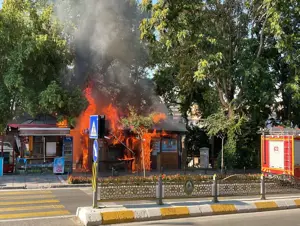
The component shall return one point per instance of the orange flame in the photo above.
(157, 117)
(142, 149)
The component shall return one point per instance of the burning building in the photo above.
(110, 65)
(160, 145)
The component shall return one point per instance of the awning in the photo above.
(44, 131)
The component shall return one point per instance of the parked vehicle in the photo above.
(280, 153)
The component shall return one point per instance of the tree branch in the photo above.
(262, 37)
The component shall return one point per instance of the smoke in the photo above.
(104, 36)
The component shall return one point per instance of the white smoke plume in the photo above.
(105, 38)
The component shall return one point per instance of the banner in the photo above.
(1, 166)
(59, 165)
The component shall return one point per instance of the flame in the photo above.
(62, 124)
(140, 146)
(157, 117)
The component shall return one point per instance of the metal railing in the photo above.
(215, 188)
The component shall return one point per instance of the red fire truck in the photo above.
(280, 152)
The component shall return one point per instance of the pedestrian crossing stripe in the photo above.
(23, 193)
(94, 131)
(22, 208)
(34, 214)
(30, 204)
(27, 197)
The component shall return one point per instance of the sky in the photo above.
(1, 1)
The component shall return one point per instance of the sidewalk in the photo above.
(28, 181)
(148, 212)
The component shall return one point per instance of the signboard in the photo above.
(59, 165)
(189, 187)
(1, 166)
(95, 150)
(155, 146)
(276, 151)
(94, 126)
(169, 145)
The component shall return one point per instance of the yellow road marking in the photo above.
(122, 216)
(266, 205)
(36, 214)
(170, 212)
(29, 202)
(11, 209)
(28, 197)
(24, 192)
(297, 202)
(223, 208)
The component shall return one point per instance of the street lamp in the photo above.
(222, 152)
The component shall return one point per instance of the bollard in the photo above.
(262, 187)
(215, 189)
(160, 190)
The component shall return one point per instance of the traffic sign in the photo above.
(95, 150)
(94, 126)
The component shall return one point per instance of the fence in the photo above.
(194, 189)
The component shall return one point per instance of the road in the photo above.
(24, 204)
(274, 218)
(31, 207)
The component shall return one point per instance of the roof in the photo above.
(169, 125)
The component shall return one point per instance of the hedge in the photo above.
(166, 178)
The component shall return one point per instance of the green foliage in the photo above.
(166, 178)
(196, 139)
(33, 60)
(237, 55)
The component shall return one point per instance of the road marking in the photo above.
(34, 214)
(122, 216)
(266, 205)
(28, 197)
(11, 209)
(170, 212)
(38, 218)
(223, 208)
(24, 192)
(29, 202)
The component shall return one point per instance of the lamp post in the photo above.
(222, 152)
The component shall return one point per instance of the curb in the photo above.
(89, 216)
(45, 187)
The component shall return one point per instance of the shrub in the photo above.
(166, 178)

———

- **Task**
Lines from the one with "The component shall return one point per instance of the curb" through the final line of the listing above should be duplicated word for word, and nothing else included.

- **Answer**
The component shall return one point per instance of the curb in the photo above.
(89, 216)
(45, 187)
The component shall return one point per instance of the shrub in the photo above.
(166, 178)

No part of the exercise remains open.